Entretien de Daniel Bouton à Mediapart : enfin l'aveu !
Une fois de plus, Daniel Bouton a choisi de ne pas garde le silence, et une fois de plus, nous pouvons dire que, souvent, la meilleure chose à faire est de se taire.
Après avoir révélé l’affaire en procédant à l'odieux lynchage médiatique de Jérôme Kerviel que l'on sait, l’accusant à la une des journaux de « terroriste » ; après avoir toujours affirmé que Jérôme Kerviel avait agi seul, déjouant tous les contrôles internes de la Société Générale, grâce à de « formidables talents de dissimulateur », et ce, avant même que l’enquête n’ait commencé et fourni ses premiers éléments ; après avoir toujours nié la moindre responsabilité de la hiérarchie du trader, de la banque en général, et la sienne en particulier ; alors que les éléments de l’enquête révélés démontent chaque jour un peu plus la stratégie de défense de la banque (75 alertes sur les agissements de Jérôme Kerviel restées sans réponse, légèreté managériale incompétence flagrante de la hiérarchie, culture du profit à tout va élevée en méthode de management au sein de la salle des marchés, recherche désespérée et vaine de complices présumés, audit interne accablant sur les faiblesses des contrôles internes…) ;
Daniel Bouton se décide, enfin, à reconnaître publiquement les « défaillances » dans les systèmes de contrôle de la banque, dans un entretien accordé au site d’informations Mediapart.

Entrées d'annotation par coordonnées
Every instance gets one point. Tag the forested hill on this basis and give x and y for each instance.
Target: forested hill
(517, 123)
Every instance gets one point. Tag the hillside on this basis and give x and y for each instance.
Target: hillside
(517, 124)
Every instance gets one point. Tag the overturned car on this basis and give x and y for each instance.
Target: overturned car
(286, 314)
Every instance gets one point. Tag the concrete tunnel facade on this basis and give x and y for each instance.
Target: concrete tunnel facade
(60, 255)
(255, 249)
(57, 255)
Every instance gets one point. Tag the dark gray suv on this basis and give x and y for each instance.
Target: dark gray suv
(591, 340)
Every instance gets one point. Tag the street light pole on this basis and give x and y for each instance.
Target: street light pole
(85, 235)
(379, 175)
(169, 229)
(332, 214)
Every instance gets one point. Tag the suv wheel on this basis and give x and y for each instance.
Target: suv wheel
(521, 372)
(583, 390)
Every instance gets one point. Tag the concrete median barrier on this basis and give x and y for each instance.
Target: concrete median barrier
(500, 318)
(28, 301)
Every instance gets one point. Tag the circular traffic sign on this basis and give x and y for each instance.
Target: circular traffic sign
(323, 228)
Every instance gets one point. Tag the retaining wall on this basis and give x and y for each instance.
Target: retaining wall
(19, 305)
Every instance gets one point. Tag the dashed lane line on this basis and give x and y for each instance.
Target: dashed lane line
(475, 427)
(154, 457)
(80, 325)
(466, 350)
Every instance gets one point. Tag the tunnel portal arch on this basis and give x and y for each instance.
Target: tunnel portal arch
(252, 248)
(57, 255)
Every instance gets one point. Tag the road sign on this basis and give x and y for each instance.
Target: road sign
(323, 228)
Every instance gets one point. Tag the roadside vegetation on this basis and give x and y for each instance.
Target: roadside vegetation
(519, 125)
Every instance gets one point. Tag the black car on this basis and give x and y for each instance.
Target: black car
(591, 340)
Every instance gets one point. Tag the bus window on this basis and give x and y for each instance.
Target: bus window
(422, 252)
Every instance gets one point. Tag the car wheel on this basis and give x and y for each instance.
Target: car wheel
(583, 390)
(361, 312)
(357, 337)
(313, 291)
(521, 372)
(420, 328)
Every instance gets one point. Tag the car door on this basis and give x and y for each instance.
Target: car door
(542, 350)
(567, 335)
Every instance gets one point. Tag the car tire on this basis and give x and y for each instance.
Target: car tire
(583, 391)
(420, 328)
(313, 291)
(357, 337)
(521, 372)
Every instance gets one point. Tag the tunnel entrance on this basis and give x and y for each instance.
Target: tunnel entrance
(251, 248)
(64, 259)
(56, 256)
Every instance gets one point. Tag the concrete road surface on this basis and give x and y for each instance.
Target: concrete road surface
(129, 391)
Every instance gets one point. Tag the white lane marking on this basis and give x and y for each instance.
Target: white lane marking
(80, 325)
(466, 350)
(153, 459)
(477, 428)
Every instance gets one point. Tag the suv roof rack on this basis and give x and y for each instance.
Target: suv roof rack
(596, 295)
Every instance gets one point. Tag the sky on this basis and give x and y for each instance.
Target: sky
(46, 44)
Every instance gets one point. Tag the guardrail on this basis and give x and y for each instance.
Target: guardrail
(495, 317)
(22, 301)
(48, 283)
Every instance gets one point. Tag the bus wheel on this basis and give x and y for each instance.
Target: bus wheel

## Consigne
Citez le passage du texte sur l'entretien de Daniel Bouton, de « Une fois de plus, Daniel » à « de se taire. ».

## Réponse proposée
Une fois de plus, Daniel Bouton a choisi de ne pas garde le silence, et une fois de plus, nous pouvons dire que, souvent, la meilleure chose à faire est de se taire.